§ **ASSIGNED TASK**:
Nothing is to be left out: repeat every entry exactly as given.

• • •

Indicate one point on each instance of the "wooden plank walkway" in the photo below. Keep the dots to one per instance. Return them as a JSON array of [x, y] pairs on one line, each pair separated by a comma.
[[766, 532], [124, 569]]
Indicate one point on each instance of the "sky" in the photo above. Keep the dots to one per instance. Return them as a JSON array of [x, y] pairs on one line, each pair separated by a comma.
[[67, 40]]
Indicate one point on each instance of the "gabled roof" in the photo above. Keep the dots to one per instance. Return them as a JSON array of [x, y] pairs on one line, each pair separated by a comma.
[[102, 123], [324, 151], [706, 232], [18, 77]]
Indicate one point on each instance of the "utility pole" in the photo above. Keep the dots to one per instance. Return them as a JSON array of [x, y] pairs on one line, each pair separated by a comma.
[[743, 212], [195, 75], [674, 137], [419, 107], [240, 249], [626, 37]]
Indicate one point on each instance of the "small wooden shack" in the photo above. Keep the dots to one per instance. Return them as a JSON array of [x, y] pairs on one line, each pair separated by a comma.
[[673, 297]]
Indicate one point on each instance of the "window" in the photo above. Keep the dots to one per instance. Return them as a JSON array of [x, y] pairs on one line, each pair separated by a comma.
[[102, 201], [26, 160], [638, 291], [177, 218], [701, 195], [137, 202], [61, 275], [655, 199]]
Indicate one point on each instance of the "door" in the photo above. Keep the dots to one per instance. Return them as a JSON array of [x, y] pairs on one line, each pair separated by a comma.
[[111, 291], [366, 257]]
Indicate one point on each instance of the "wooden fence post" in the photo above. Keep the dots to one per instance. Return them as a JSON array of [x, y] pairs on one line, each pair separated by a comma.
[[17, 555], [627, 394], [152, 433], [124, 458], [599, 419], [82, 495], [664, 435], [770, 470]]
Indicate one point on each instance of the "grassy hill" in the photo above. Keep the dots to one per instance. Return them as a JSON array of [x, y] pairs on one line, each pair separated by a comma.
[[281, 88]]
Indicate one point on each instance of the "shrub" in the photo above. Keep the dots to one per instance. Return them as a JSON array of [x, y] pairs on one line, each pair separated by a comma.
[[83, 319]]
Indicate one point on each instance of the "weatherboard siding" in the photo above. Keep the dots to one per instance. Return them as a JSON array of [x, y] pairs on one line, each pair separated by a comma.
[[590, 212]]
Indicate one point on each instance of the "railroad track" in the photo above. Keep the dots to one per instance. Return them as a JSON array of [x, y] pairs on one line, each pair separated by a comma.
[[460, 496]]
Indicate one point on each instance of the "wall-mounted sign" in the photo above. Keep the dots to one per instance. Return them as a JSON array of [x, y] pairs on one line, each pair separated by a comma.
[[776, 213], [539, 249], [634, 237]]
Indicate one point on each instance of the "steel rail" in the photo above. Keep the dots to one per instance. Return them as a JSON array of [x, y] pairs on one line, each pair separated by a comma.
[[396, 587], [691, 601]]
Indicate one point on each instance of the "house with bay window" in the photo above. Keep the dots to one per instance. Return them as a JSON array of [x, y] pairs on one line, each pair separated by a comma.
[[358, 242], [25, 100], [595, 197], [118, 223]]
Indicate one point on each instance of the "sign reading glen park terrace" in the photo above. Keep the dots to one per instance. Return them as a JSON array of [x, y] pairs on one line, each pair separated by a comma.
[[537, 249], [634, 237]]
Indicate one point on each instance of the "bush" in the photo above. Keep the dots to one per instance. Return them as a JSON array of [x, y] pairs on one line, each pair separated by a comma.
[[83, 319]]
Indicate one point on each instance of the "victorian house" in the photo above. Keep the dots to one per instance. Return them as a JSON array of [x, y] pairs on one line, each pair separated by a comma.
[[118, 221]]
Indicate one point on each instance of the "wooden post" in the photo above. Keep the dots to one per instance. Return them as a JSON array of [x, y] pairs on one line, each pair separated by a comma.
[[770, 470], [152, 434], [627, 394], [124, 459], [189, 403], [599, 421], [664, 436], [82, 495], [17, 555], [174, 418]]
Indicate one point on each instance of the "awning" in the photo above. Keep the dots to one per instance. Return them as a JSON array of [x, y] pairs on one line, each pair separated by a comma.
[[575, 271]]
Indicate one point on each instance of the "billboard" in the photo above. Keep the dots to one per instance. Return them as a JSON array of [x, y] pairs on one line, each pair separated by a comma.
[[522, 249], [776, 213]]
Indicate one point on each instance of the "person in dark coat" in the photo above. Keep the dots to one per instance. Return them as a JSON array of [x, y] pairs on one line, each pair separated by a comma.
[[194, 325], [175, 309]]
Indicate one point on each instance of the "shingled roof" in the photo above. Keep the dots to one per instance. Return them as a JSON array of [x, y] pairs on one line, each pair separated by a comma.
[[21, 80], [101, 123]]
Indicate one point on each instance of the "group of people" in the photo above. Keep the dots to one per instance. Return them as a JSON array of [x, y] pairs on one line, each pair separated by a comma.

• • •

§ **RESPONSE**:
Indicate one point on each instance of the "wooden plank walkway" in the photo below. Keep the dots to one per instance. Return them as a JSON array of [x, y] pairs on one line, each pair separated by a comma.
[[766, 532], [124, 569]]
Indicate one point on each instance of the "sky" in the photo above. Keep the dots to one per instance. Return them as a JSON array of [x, y] pairs on one line, each pair separated by a comma.
[[67, 40]]
Indicate one point on each instance of the "gabled roof" in the photo above. Keep the dots to one per instance. Return them as a JSON array of [x, y] pairs on one line, each pair separated by a comma.
[[102, 123], [324, 151], [706, 232], [18, 77]]
Indicate one point on each instance of the "utility pole" in the photo above. Keep the dots to one per instance. Return them as a JSON array of [x, y] pairs on one line, each pair separated by a comma.
[[743, 212], [195, 75], [674, 137], [419, 107], [240, 249], [626, 37]]
Indicate one point on each instance of the "small wooden shack" in the photo above. Keep the dots to one per instance. Return them as a JSON array of [x, y] pairs on one line, each pair separated by a comma.
[[673, 297]]
Indicate one point on each instance of the "window" in the photo above. Keep the dots to one per instance. Return them as a JSON array of [x, y] pairs on one line, each pair separated by a comma.
[[102, 201], [26, 160], [638, 291], [177, 218], [701, 195], [137, 202], [61, 275], [655, 199]]
Indicate one point on each instance of the "door" in the photo above. Keep the dots to one per instance. Return them as a JSON array of [x, y] pairs on one line, each pair separated by a comma.
[[111, 291], [366, 257]]
Indicate one point on each instance of the "wooden fence post" in the photo above. Keep the dots to one per instance. Return them as a JSON array of [x, y] pairs on one line, each pair separated by a comma.
[[17, 555], [627, 394], [152, 433], [124, 458], [599, 419], [82, 495], [664, 435], [770, 470]]
Indicate one point on each instance of the "grassy hill" in the photo above. Keep the dots to one per instance. Return them as a JSON array of [x, y] pairs on one line, each pair separated by a comma.
[[281, 88]]
Indicate one point on each instance of the "shrub" in the photo above. Keep the dots to one per instance. Return them as a JSON array of [x, y] pairs on one line, each pair separated by a comma.
[[83, 319]]
Indicate one point on each instance of the "weatherboard siding" in the photo above. Keep the dots to one per instance. Return them as a JSON array of [x, y] pairs on one line, each pair separated by a comma.
[[590, 212]]
Indicate one point on each instance of the "railroad track" in the photo above. Keep the dots to one per instance. Return them as a JSON array of [x, y] pairs on one line, each pair separated by a comma.
[[460, 496]]
Indicate one point on each instance of the "wall-mounted sign" in the photo above. Keep the dots to one per instance. Return them as a JSON array of [x, y] pairs on one line, each pair separated by a comma.
[[776, 213], [539, 249], [634, 237]]
Indicate one point on each instance of the "steel rail" in the photo above. Keep the dots to one per instance. Return them as a JSON array of [x, y] pairs on one line, each pair separated by a comma.
[[396, 587], [691, 601]]
Indicate one point on each instance of the "house with bay window" in the photo above. Keep the dots to one per instance. Return them as a JSON array of [x, y] pairs on one line, each pair separated by a comma.
[[358, 242], [25, 100], [595, 197], [118, 223]]
Indicate one point on each instance of the "sign reading glen park terrace" in the photo above. Keep the dots to one per instance. Return them as a JSON array of [x, y] pairs on one line, each pair separated by a comma.
[[537, 249], [634, 237]]
Indicate one point on each instance of the "bush" in the photo above. Keep the dots to one per instance. Return them as a JSON array of [x, y] pairs on one line, each pair separated by a comma.
[[83, 319]]
Indicate one point on each instance of the "victorian house" in the photo above. Keep the dots to one per instance. Return them as a JSON array of [x, y] pairs on one line, each pair separated by a comma.
[[118, 221]]
Indicate one point on each instance of the "wooden post" in the photo above. Keep the dots to one per instance. Return them as a JSON array of [x, y] pairs on one line, each pair separated by a comma.
[[770, 470], [152, 434], [627, 394], [124, 459], [189, 403], [599, 421], [664, 436], [82, 495], [17, 555], [174, 418]]
Indicate one point on each instance of the "awning" in the photo above. Keep the dots to one per instance. Return them as a JSON array of [x, y] pairs on one line, each pair separated by a comma.
[[575, 271]]
Indicate one point on each instance of the "billboard" in the photo above. Keep the dots to one per instance. Return them as a JSON array of [x, y] pairs on one line, each pair separated by a comma.
[[522, 249], [776, 213]]
Indicate one point on each instance of the "person in dark coat" in the photo above. Keep the dots to one per instance. Return them as a JSON array of [x, y] pairs on one line, each pair separated by a comma.
[[194, 325], [175, 309]]
Indicate one point on each instance of the "shingled roof" in the photo above. Keep the dots to one per instance. Return them as a JSON array of [x, y] pairs on one line, each pair separated by a comma.
[[21, 80], [101, 123]]
Indicate one point on each instance of the "group of people" in the photo above. Keep the dots to one per instance. Return them as a JSON array of [x, y] pairs on one line, each pair separated by a comma.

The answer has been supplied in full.